▶ **Set task**:
Gather every line in the items below that contains the string "uniform" and copy each such line in full. The match is case-sensitive.

▶ **Material provided**:
▶
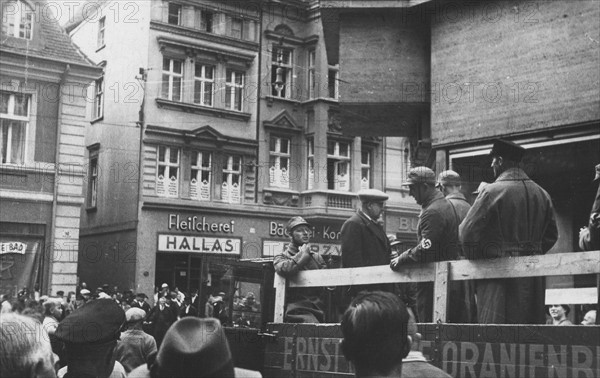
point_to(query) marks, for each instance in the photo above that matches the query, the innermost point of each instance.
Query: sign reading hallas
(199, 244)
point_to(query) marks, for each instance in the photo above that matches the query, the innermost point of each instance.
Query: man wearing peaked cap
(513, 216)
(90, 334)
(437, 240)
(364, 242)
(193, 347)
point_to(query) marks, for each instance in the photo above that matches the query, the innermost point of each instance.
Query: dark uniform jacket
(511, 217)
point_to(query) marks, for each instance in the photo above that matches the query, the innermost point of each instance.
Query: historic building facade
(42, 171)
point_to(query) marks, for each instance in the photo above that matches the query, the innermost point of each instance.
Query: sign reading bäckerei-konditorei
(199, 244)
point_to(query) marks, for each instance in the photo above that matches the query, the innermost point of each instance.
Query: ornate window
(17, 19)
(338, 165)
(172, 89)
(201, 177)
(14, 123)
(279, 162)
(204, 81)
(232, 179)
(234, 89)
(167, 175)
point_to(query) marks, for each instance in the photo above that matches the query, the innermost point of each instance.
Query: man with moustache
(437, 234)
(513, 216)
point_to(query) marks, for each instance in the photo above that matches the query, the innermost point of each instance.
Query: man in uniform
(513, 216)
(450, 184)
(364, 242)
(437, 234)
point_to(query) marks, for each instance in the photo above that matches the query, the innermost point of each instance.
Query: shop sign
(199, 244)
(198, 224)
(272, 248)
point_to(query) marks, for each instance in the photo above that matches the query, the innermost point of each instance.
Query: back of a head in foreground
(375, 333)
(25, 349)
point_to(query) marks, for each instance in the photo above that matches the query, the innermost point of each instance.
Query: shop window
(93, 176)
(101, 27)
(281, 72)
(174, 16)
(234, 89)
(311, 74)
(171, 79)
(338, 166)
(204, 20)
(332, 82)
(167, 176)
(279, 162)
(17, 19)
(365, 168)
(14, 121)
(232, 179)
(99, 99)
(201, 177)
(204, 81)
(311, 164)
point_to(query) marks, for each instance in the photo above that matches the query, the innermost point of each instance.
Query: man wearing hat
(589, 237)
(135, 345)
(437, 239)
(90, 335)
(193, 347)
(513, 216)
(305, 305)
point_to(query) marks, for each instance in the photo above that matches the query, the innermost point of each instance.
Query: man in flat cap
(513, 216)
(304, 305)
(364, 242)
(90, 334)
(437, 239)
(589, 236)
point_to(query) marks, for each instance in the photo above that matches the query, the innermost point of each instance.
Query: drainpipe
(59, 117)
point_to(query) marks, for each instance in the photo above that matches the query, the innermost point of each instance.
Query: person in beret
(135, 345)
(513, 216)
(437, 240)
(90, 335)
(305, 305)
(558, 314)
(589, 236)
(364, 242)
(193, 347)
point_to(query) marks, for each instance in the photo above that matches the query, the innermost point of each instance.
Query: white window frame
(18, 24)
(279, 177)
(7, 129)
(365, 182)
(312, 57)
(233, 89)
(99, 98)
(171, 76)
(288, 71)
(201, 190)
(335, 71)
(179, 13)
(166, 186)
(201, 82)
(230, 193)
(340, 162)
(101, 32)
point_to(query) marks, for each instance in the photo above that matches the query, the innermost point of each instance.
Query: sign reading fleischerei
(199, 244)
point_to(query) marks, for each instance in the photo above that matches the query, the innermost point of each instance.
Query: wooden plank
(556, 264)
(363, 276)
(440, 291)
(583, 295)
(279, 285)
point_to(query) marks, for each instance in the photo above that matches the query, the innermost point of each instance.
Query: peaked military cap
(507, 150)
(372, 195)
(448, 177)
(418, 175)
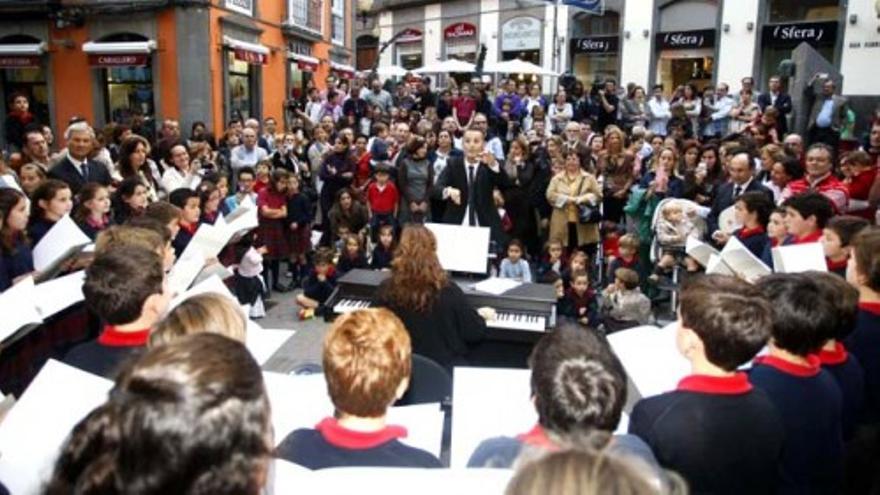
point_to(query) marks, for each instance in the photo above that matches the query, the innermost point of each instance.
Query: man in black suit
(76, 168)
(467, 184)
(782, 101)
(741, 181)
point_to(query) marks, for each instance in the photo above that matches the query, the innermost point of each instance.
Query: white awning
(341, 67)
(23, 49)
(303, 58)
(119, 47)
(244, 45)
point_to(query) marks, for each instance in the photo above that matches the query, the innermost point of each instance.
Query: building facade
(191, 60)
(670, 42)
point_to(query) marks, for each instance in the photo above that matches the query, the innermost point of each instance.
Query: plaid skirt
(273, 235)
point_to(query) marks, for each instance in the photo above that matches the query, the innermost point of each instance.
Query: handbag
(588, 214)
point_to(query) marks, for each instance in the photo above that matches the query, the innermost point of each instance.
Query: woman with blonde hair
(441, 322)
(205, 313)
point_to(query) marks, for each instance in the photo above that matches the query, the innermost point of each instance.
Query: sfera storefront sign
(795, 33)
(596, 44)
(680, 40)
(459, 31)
◀
▶
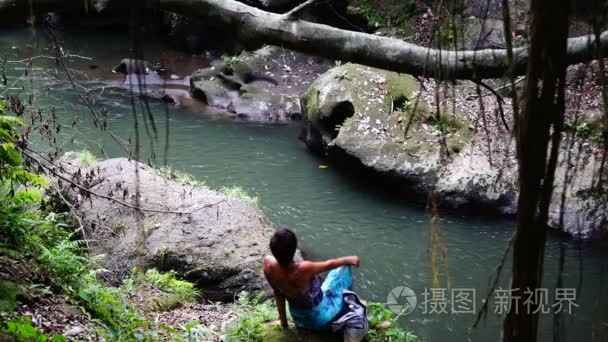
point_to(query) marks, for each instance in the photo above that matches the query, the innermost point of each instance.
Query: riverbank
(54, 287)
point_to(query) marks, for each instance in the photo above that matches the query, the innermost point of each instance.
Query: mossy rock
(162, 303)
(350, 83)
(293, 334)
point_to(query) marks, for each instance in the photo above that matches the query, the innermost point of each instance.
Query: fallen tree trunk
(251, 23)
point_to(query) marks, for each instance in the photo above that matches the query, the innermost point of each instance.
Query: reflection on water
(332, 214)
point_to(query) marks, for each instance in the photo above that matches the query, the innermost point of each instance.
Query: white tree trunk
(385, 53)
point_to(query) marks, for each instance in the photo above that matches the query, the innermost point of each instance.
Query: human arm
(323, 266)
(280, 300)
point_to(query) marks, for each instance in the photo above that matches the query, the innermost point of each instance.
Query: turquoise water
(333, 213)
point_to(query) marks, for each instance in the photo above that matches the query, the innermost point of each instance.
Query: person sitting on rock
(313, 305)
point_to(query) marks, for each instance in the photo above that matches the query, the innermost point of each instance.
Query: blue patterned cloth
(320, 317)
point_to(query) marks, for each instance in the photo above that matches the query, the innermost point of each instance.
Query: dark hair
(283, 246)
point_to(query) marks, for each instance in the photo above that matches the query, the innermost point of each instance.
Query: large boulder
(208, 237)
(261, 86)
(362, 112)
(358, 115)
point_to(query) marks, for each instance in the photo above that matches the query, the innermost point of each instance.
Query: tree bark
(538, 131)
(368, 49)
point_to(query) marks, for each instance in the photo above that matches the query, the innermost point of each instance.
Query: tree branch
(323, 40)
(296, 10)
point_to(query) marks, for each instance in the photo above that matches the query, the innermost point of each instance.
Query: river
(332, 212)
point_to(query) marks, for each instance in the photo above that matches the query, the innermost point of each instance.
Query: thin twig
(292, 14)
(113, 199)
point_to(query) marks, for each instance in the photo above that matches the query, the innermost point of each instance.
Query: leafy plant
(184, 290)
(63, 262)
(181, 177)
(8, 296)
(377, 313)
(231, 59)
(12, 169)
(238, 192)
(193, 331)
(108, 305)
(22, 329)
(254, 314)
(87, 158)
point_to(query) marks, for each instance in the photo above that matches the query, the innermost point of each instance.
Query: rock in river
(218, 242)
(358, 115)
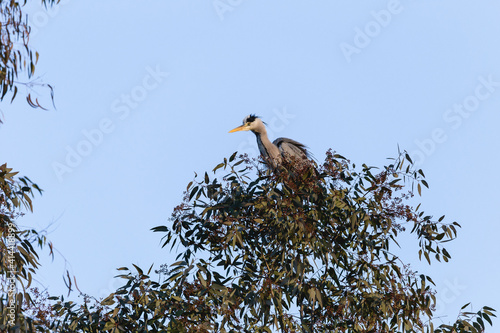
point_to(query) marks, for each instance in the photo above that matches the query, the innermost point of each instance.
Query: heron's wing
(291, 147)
◀
▶ **Complete response**:
Query: dark uniform jacket
Query: man in uniform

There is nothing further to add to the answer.